- [Selected excerpt]:

'''

Today, we would be looking at how to extract data from websites using python. In order for us to do this conveniently we would be using a library called **Beautiful Soup**

Usually beautiful soup works best with static html pages. Working with websites that are built using react or any of the other javascript frameworks may not work well using beautiful soup. 

To scrape data on such sites you may need to use a tool like **Selenium**. We may get the chance to work with **Selenium** at a later date. For now, we would work on the basics of web scrapping using **Beautiful Soup**. 

The fact that beautiful soup cannot work with js sites does not mean it is not powerful, it is pretty good at getting even the smallest details on a static web page. And it is very easy to use.

So let's take a some examples.

In [7]:
from requests import get
from requests.exceptions import RequestException
from contextlib import closing
from bs4 import BeautifulSoup

Here we are calling in the dependencies we would be needing for this practice.

Requests is a module used to make http requests
bs4 is the Beautiful soup module. We have installed it using the pip on line 3.

In [6]:
def simple_get(url):
    """
    Attempts to get the content at `url` by making an HTTP GET request.
    If the content-type of response is some kind of HTML/XML, return the
    text content, otherwise return None.
    """
    try:
        with closing(get(url, stream=True)) as resp:
            if is_good_response(resp):
                return resp.content
            else:
                return None
    except RequestException as e:
        log_error(f'Error during requests to {url}: {str(e)}')
        return None


So like the comment says, simple_get takes in url to pull the HTML/XML of a that url's page. It returns None if the url is invalid

In [8]:
def is_good_response(resp):
    """

'''

- [Written request 1]:
Repeat the part of the Beautiful Soup tutorial that begins at the words "So let's take" and stops after "for this practice.".
- [Written request 2]:
Pick up the Beautiful Soup tutorial at its final line and carry it forward.

- [Record set]:
'''

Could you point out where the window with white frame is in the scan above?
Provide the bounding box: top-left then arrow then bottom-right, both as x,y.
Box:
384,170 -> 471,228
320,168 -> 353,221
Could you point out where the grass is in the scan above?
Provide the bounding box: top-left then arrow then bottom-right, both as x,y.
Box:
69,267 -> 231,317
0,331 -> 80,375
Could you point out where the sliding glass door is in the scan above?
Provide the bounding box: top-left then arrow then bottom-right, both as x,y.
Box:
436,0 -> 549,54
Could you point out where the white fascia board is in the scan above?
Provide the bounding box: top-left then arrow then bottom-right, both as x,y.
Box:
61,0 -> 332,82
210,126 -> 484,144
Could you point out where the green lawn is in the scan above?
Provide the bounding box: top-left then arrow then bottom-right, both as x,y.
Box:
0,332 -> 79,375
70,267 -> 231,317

'''

- [Answer 1]:
So let's take a some examples.

In [7]:
from requests import get
from requests.exceptions import RequestException
from contextlib import closing
from bs4 import BeautifulSoup

Here we are calling in the dependencies we would be needing for this practice.

- [Answer 2]:
    Returns True if the response seems to be HTML, False otherwise.
    """
    content_type = resp.headers['Content-Type'].lower()
    return (
        resp.status_code == 200
        and content_type is not None
        and content_type.find('html') > -1
    )

In [9]:
def log_error(e):
    """
    It is always a good idea to log errors.
    This function just prints them, but you can
    make it do anything.
    """
    print(e)


In [21]:
def get_names():
    """
    Downloads the page where the list of mathematicians is found
    and returns a list of strings, one per mathematician
    """
    url = 'http://www.fabpedigree.com/james/mathmen.htm'
    response = simple_get(url)

    if response is not None:
        html = BeautifulSoup(response, 'html.parser')
        names = set()
        for li in html.select('li'):
            for name in li.text.split('\n'):
                if len(name) > 0:
                    names.add(name.strip())
        return list(names)

    raise Exception(f'Error retrieving contents at {url}')


So let's try out some urls with the simple_get() function.

In [11]:
google_text = simple_get('https://google.com')

In [12]:
len(google_text)

12526

In [22]:
mathematicians = get_names()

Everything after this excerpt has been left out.